Given entries ▸
◇ ◇ ◇ ◇ ◇ ◇ ◇
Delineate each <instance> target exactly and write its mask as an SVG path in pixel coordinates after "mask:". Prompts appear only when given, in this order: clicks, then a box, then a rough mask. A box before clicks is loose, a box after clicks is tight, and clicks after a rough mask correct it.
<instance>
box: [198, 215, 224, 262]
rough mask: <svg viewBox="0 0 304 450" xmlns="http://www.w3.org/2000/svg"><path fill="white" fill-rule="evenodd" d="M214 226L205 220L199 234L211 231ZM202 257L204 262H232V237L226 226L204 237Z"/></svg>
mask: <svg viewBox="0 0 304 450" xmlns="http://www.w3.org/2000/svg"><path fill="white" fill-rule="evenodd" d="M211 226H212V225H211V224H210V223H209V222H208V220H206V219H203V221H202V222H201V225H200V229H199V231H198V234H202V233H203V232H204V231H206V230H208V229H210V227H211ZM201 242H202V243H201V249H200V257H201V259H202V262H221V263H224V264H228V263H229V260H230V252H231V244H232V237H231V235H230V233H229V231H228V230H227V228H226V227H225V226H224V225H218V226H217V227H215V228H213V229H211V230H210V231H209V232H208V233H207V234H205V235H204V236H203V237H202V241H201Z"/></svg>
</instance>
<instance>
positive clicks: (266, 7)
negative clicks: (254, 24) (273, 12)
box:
◇ ◇ ◇ ◇ ◇ ◇ ◇
Problem description ▸ Retype the records that precede this task, keeping them exactly the same.

Reply to the task ▸
Delineate each <instance> target exactly and write its mask as an SVG path in pixel coordinates after "mask:". Prompts appear only when given, in this order: clicks, then a box, then a rough mask. A box before clicks is loose, a box after clicks is tight, and clicks after a rough mask correct it.
<instance>
box: [198, 215, 224, 262]
rough mask: <svg viewBox="0 0 304 450" xmlns="http://www.w3.org/2000/svg"><path fill="white" fill-rule="evenodd" d="M214 226L205 220L199 234L211 231ZM202 257L204 262H232V237L226 226L204 237Z"/></svg>
mask: <svg viewBox="0 0 304 450" xmlns="http://www.w3.org/2000/svg"><path fill="white" fill-rule="evenodd" d="M211 226H212V225H211V224H210V223H209V222H208V220H206V219H203V221H202V222H201V225H200V229H199V231H198V234H202V233H203V232H204V231H206V230H208V229H210V227H211ZM201 242H202V243H201V249H200V257H201V259H202V262H221V263H224V264H228V263H229V260H230V252H231V244H232V237H231V235H230V233H229V231H228V230H227V228H226V227H225V226H224V225H218V226H217V227H215V228H213V229H211V230H210V231H209V232H208V233H207V234H205V235H204V236H203V237H202V241H201Z"/></svg>
</instance>
<instance>
positive clicks: (266, 7)
negative clicks: (254, 24) (273, 12)
box:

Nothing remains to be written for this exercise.